WORK TO COMPLETE
How many lines of the records below contain the word "blue"? Reply with the number alone.

TASK MATERIAL
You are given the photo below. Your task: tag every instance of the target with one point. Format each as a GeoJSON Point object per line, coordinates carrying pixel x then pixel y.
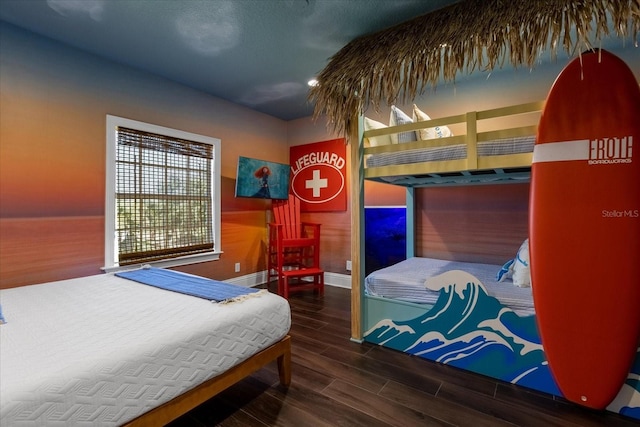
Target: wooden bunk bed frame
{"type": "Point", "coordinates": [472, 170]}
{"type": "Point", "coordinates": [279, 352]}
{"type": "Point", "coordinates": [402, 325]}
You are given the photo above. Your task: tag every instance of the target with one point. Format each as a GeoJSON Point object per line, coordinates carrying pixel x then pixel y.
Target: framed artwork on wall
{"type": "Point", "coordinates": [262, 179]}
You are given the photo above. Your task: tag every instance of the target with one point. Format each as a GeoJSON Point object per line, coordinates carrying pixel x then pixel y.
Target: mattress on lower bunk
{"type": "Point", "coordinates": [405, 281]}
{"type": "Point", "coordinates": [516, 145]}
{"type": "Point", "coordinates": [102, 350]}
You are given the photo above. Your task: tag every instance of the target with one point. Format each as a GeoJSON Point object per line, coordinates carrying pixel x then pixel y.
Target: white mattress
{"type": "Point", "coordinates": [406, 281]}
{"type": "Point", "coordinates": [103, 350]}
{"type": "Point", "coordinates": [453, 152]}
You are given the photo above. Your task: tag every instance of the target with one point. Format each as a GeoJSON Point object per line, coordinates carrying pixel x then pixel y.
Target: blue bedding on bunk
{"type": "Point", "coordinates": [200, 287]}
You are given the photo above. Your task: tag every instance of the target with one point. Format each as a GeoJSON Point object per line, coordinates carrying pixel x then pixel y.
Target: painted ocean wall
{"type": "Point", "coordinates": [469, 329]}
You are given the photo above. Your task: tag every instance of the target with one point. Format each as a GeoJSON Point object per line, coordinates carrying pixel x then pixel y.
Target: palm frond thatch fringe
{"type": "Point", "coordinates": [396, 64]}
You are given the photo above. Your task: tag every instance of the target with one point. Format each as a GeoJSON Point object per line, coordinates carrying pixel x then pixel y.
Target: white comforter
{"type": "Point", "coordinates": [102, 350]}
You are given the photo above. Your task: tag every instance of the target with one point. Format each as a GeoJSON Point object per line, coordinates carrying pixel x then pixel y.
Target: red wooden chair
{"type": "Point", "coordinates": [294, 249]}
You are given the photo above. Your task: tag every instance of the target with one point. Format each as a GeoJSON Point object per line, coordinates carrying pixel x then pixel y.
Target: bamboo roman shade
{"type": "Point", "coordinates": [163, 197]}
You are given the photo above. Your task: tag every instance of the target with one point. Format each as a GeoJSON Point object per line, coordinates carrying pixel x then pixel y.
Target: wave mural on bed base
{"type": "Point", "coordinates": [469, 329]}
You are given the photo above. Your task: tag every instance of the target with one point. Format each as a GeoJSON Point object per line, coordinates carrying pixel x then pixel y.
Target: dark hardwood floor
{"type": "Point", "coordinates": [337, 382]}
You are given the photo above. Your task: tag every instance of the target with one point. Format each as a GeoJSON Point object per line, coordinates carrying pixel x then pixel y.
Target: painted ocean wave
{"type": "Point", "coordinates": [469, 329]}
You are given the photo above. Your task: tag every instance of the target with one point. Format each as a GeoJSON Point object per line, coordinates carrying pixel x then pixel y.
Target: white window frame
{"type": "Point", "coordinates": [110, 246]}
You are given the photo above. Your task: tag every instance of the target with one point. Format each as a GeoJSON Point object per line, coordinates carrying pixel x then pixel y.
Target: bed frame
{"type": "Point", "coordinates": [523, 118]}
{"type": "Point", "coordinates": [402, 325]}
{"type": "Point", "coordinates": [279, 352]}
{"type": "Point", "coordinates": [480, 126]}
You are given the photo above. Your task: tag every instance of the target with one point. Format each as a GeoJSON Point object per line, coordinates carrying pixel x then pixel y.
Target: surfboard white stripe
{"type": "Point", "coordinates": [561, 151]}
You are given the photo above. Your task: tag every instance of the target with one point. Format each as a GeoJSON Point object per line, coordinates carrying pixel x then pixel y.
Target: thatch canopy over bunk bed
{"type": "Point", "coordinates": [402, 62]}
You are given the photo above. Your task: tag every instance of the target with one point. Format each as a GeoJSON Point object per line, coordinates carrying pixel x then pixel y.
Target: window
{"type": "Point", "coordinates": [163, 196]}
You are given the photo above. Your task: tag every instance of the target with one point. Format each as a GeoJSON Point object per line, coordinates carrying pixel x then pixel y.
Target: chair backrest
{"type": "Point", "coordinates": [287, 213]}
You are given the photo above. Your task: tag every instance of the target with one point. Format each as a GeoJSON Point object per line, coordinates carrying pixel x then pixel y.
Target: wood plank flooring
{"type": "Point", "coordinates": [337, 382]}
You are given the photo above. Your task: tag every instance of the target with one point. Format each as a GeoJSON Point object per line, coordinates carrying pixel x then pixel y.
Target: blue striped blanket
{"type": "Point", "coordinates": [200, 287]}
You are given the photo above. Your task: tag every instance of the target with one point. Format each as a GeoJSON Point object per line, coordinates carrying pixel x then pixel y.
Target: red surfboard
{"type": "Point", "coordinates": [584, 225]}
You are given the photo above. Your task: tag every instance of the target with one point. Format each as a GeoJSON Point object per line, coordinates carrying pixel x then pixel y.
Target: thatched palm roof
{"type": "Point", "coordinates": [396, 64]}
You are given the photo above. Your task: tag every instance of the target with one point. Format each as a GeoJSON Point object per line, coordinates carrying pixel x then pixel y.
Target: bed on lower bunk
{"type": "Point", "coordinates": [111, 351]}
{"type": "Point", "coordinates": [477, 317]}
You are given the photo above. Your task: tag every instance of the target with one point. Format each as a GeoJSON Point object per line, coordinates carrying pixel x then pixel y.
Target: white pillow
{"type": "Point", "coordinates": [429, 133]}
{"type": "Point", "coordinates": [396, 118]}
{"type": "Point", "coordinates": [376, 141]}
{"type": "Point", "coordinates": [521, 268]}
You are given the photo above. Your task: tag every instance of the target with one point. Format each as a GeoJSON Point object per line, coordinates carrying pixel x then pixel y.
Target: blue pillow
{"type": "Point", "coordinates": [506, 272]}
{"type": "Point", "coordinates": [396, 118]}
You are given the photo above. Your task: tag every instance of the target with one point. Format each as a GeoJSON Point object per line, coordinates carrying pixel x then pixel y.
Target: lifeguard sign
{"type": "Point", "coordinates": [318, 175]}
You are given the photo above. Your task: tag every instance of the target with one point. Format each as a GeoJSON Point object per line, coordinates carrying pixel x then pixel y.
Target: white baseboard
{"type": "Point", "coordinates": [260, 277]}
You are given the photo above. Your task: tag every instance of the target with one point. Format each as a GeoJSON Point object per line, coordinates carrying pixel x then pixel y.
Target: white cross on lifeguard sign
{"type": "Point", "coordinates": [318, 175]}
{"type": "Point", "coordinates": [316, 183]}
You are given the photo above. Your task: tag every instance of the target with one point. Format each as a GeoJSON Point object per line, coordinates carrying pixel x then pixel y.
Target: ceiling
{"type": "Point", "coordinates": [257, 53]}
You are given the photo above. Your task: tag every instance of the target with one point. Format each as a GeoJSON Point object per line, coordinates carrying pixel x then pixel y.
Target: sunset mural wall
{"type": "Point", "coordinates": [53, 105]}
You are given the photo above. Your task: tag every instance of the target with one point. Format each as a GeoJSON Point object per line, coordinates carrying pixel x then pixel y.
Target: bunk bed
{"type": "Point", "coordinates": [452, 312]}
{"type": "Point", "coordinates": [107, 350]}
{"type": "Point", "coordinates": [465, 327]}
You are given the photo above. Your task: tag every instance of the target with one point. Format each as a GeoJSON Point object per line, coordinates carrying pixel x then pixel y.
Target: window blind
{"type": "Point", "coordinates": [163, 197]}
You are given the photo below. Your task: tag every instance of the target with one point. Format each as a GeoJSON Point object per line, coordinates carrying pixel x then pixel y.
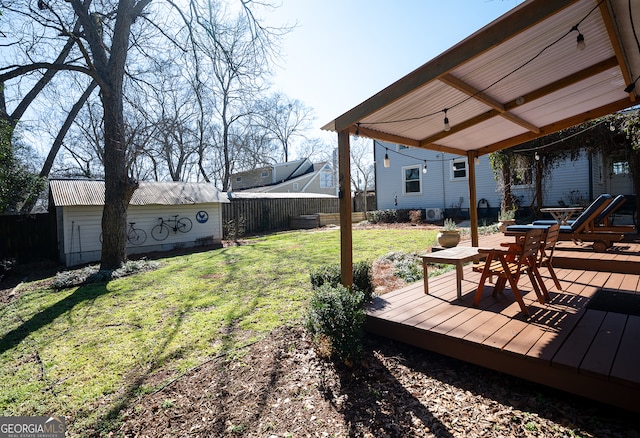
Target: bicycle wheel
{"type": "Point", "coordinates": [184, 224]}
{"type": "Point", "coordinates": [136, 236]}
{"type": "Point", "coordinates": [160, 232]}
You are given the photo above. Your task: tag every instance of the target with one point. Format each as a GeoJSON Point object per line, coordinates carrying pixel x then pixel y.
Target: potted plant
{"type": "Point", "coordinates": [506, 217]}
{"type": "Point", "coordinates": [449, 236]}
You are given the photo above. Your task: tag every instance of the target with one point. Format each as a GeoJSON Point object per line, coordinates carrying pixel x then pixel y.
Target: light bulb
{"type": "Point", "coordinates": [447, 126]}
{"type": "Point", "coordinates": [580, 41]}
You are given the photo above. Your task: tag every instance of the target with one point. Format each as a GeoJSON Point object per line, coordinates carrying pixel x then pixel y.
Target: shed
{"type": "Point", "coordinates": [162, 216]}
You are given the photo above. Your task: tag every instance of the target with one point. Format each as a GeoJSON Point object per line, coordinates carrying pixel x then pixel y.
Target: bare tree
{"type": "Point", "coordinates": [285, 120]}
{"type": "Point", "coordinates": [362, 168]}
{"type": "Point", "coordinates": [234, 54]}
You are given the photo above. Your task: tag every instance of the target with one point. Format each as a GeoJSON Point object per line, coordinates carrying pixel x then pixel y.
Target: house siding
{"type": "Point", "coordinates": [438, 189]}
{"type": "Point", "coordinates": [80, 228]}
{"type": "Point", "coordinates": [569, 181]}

COMPLETE RESPONSE
3